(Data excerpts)
***
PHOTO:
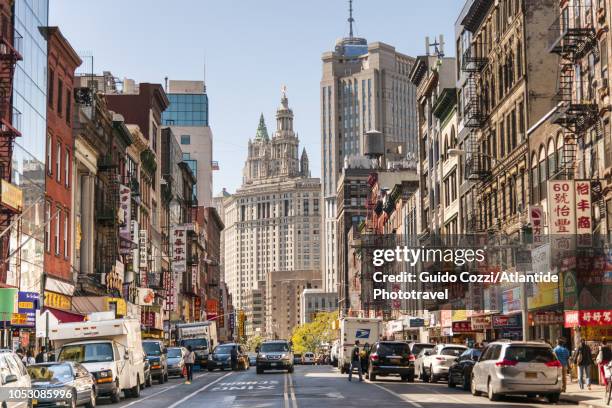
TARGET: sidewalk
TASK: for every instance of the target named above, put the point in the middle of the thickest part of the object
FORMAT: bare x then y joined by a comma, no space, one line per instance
585,398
***
▸ **TASK GOAL**
Word for word, give the data above again, without any images.

▸ **TASK ANSWER**
PHOTO:
TARGET: sidewalk
TASK: for every instance of the target named above, put the point in the middle of the thickest part of the object
FORMAT: bare x then y joined by a comma, no space, one line per instance
585,398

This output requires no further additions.